• WORK REQUIRED: Could you repeat the rows from the line containing "and blue soccer" through the end of the rows, requests included, and shift every box coordinate in the answers up by 71?

• DATASET ROWS:
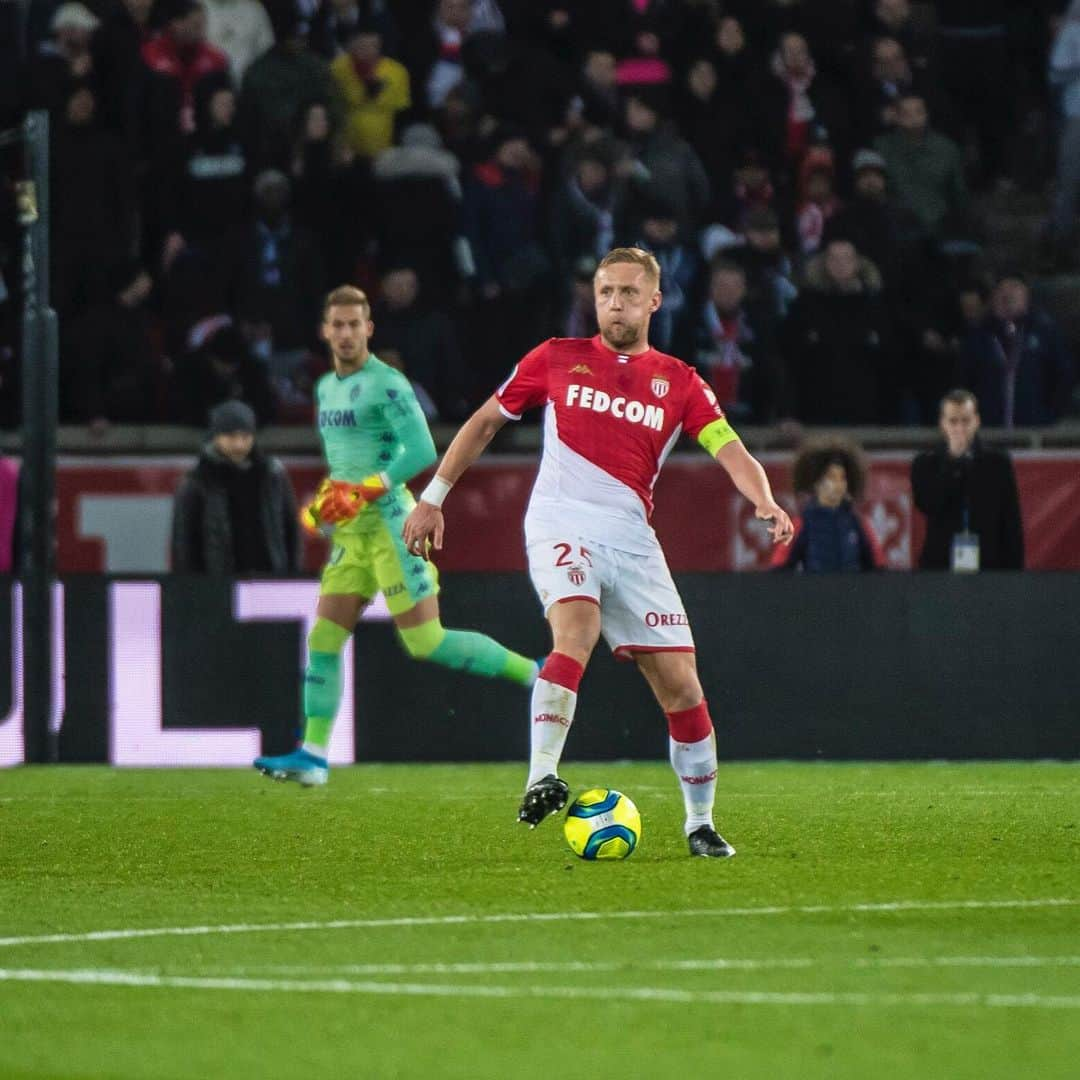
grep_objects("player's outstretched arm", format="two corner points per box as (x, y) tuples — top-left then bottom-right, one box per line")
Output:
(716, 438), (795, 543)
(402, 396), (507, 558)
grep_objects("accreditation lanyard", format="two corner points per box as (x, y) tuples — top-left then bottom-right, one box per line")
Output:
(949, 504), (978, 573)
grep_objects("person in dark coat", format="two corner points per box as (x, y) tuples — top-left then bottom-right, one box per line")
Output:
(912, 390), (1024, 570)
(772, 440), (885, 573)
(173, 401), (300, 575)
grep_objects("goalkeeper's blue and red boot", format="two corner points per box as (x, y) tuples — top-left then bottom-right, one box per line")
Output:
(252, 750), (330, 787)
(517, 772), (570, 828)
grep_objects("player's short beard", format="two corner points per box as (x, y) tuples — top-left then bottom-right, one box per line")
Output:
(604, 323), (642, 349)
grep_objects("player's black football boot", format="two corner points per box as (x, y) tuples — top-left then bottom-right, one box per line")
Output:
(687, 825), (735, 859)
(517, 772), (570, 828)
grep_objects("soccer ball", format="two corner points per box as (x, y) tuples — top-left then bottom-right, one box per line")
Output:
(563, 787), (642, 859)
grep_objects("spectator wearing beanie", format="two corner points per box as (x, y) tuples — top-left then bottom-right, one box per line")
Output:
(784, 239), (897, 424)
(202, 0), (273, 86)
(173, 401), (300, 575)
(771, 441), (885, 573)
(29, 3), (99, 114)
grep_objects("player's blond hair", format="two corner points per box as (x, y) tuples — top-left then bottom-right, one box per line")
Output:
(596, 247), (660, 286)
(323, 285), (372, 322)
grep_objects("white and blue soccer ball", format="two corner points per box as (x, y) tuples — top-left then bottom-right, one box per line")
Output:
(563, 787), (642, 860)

• SOLUTION FOR THIS EXERCISE:
grep_objects("white and blue soccer ball", format="two corner points per box as (x, y) tuples — top-left then bottom-right, one box per line")
Output:
(634, 858), (713, 931)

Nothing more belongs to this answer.